Estos son solamente algunos ejemplos de lo que los profesores universitarios podemos hacer por la institución de la Universidad en las difíciles circunstancias económicas actuales. La generación de nuestros padres trabajó muy duro sin quejarse ni pedir nada a cambio. ¿Vamos a ser ahora nosotros los guapitos de cara que no queremos devolver a la sociedad y a la Universidad una parte de lo que hemos recibido de ella? ¿Nos vamos a rebelar ante la posibilidad de que tengamos que hacer algo pro bono publico en favor de la institución? ¿Vamos a continuar pensando solamente en nosotros mismos, en el egoísta qué hay de lo mío, porque, sencillamente, estamos convencidos que todo se nos es debido? Sinceramente, no es ese el ejemplo que recibimos de la generación de nuestros padres.

**Datos proporcionados**
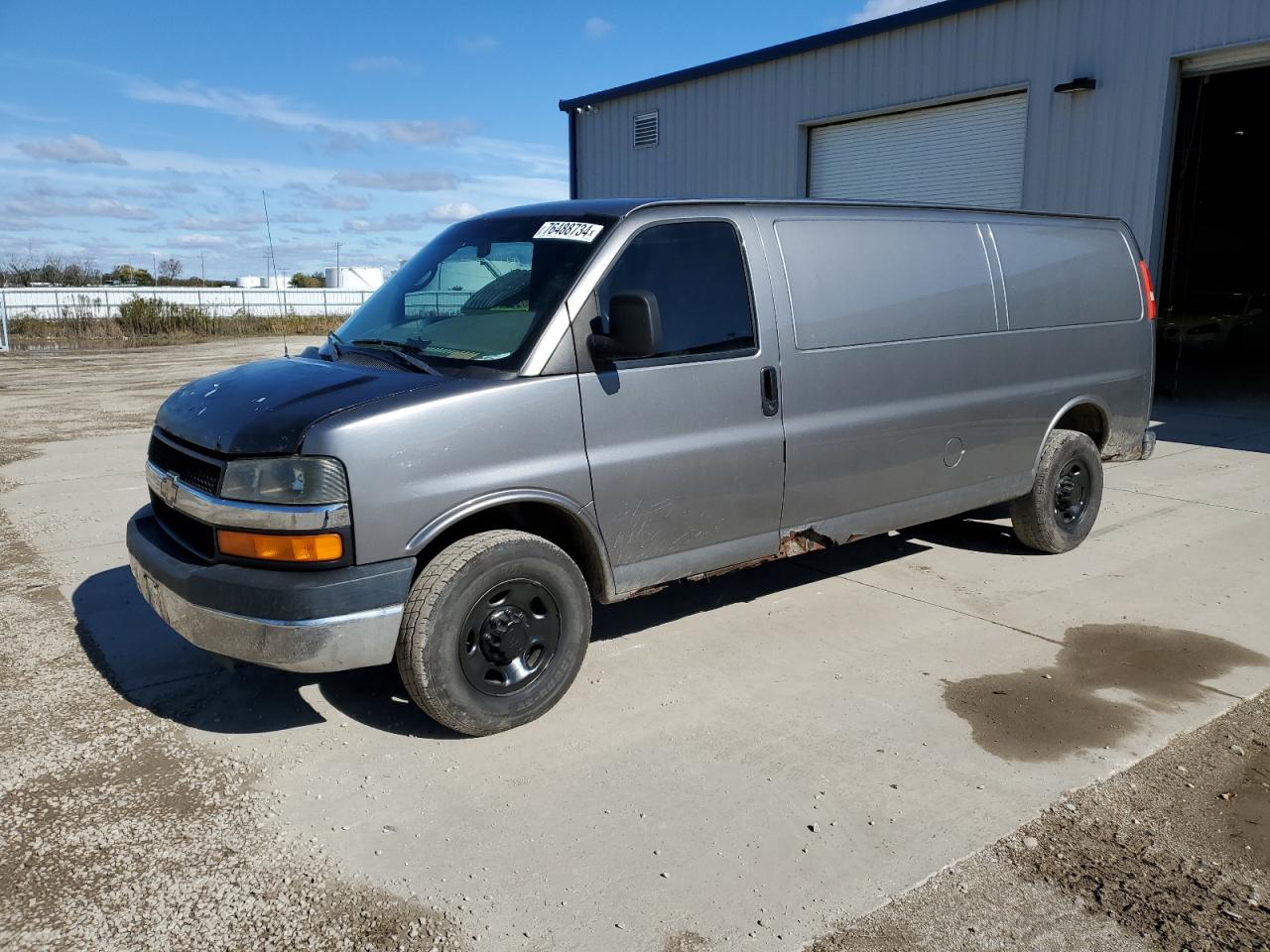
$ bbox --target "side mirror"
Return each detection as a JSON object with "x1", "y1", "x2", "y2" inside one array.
[{"x1": 586, "y1": 291, "x2": 662, "y2": 361}]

**Tareas**
• a. Indica si cada una de estas afirmaciones coincide con el texto sobre los profesores universitarios: (i) la generación de los padres trabajó muy duro sin quejarse; (ii) las circunstancias económicas actuales se presentan como fáciles; (iii) se menciona la posibilidad de hacer algo pro bono publico en favor de la institución. Responde sí o no a cada una y cita literalmente las palabras del texto que lo deciden.
• b. Según el texto sobre los profesores universitarios, ¿en qué circunstancias económicas pueden los profesores hacer algo por la institución de la Universidad?
• c. Continúa el texto sobre los profesores universitarios a partir de su última oración.

**Respuestas del ejercicio**
• a.
(i) Sí: «La generación de nuestros padres trabajó muy duro sin quejarse ni pedir nada a cambio».
(ii) No: «en las difíciles circunstancias económicas actuales».
(iii) Sí: «la posibilidad de que tengamos que hacer algo pro bono publico en favor de la institución».

• b. En las difíciles circunstancias económicas actuales.

• c.
Y este es mi parecer, que someto a cualquier otro mejor fundado.

Federico F. Garau Sobrino,
Catedrático de Derecho Internacional Privado
Universidad de las Islas Baleares

2 comentarios:

  1. Muchas gracias por esta franca reflexión, Federico! Es todo un programa para un profesor universitario y me ha entusiasmado. Vale la pena y voy a procurar ponerla en práctica.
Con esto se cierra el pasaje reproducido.